* **BRIEF**
Format every line of the entries below as a JSON list of strings, with one string per line and blank lines omitted.

* **INPUT MATERIAL**
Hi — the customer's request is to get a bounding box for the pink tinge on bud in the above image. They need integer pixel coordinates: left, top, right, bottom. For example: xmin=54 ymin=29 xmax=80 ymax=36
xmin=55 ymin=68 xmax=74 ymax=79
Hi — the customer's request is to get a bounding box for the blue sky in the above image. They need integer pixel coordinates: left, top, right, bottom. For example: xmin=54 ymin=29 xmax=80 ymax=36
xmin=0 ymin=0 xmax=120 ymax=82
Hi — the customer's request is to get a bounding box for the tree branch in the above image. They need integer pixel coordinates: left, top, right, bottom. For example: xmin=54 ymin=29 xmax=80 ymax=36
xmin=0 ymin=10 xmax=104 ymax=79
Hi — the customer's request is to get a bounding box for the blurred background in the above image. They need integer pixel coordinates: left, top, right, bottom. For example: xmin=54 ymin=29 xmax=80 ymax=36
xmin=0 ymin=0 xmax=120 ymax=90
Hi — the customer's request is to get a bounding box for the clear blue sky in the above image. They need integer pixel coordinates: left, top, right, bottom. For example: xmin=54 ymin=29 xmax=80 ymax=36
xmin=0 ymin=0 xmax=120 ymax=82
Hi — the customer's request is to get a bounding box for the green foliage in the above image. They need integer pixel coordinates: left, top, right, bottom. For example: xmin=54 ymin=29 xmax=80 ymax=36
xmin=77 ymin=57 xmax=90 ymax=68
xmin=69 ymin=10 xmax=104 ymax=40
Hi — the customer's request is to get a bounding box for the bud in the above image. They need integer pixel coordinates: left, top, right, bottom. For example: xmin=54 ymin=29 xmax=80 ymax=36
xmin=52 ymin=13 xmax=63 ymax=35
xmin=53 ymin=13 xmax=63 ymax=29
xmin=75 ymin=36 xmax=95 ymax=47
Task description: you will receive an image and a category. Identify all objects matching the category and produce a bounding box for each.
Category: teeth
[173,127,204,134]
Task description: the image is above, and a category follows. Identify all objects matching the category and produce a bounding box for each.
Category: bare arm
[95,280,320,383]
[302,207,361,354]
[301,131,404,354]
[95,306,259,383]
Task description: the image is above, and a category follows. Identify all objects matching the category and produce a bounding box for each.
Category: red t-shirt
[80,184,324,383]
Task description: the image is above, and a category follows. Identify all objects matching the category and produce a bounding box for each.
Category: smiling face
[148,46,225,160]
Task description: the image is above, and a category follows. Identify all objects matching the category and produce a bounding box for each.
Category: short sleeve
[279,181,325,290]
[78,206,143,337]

* **RESULT FOR THIS TASK**
[
  "Hi — the customer's request is to get a bounding box for the pink tinge on bud in the above image. They need integer pixel coordinates: left, top, right, bottom. For example: xmin=54 ymin=29 xmax=80 ymax=36",
  "xmin=55 ymin=68 xmax=74 ymax=79",
  "Hi — the customer's request is to get a bounding box for the blue sky in the above image. They need integer pixel coordinates: left, top, right, bottom. For example: xmin=54 ymin=29 xmax=80 ymax=36",
  "xmin=0 ymin=0 xmax=120 ymax=82",
  "Hi — the customer's request is to get a bounding box for the tree branch in the above image. They need integer pixel coordinates: left, top, right, bottom. For example: xmin=54 ymin=29 xmax=80 ymax=36",
  "xmin=0 ymin=10 xmax=104 ymax=79",
  "Hi — the customer's request is to get a bounding box for the blurred background in the above image. They need integer pixel coordinates: left, top, right, bottom. For example: xmin=54 ymin=29 xmax=80 ymax=36",
  "xmin=0 ymin=0 xmax=120 ymax=90",
  "Hi — the customer's request is to get a bounding box for the clear blue sky in the above image. They need integer pixel coordinates: left, top, right, bottom. For example: xmin=54 ymin=29 xmax=80 ymax=36",
  "xmin=0 ymin=0 xmax=120 ymax=82",
  "Hi — the customer's request is to get a bounding box for the green foliage in the above image. They need integer pixel coordinates: left, top, right, bottom. For example: xmin=54 ymin=29 xmax=80 ymax=36",
  "xmin=77 ymin=57 xmax=90 ymax=68",
  "xmin=69 ymin=10 xmax=104 ymax=40",
  "Hi — the customer's request is to get a bounding box for the bud in the above image. They need integer pixel coordinates: left, top, right, bottom. For example: xmin=54 ymin=29 xmax=80 ymax=36",
  "xmin=52 ymin=13 xmax=63 ymax=35",
  "xmin=53 ymin=13 xmax=63 ymax=29",
  "xmin=75 ymin=36 xmax=95 ymax=47",
  "Task description: you will receive an image and a category. Identify all objects matching the category and produce a bounding box for each.",
  "Category: teeth",
  "[173,127,204,134]",
  "Task description: the image is above, and a category follows. Identify all objects matching the category and produce a bounding box for each.",
  "Category: bare arm",
  "[95,280,320,383]",
  "[302,207,361,354]",
  "[301,131,404,354]",
  "[95,306,259,383]",
  "Task description: the image is above, and a category follows. Identify all objects matching the category and produce a bounding box for each.",
  "Category: red t-shirt",
  "[80,184,324,383]",
  "Task description: the image is above, and a category follows. Identify all objects matching the category and produce a bounding box for each.",
  "Category: smiling face",
  "[148,46,225,160]",
  "Task description: the image is above, and a category follows. Identify all objects matching the category and produce a bounding box for each.",
  "Category: short sleeve",
  "[279,181,325,290]",
  "[78,206,143,337]"
]